◆ TASK DESCRIPTION ◆
Omit all pictures, then retype the data exactly as given.

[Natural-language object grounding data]
################

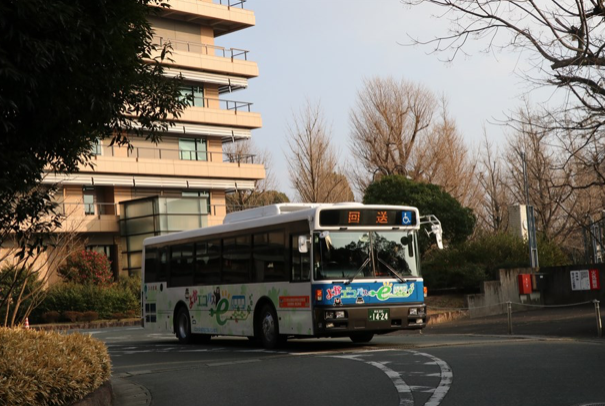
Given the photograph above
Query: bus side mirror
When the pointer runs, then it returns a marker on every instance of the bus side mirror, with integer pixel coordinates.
(436, 229)
(303, 244)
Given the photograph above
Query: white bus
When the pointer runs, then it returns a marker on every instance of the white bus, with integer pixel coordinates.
(289, 270)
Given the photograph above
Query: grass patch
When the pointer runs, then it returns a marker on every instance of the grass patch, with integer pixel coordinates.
(49, 368)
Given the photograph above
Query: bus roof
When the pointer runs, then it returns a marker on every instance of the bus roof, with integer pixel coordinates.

################

◆ WRITTEN SOLUTION ◆
Given the photograph above
Query: bus side mirror
When the pointer runs, then it returns a marker on every instance of the bus side mirror, with integer pixel coordinates.
(436, 229)
(303, 244)
Given the photograph above
Query: white bus
When the pointer runs, then it returns a marker on every instance of the white bus, with integer pixel coordinates.
(289, 270)
Given the photograph above
Query: grass patch
When the pointer runs, then it returns a marker on every instance of the grass patch, with integer pixel coordinates.
(49, 368)
Given the photograph above
Query: bus roof
When the pointer runs, then it returns a marker on every instance of the bus roof, with integer pixel coordinates.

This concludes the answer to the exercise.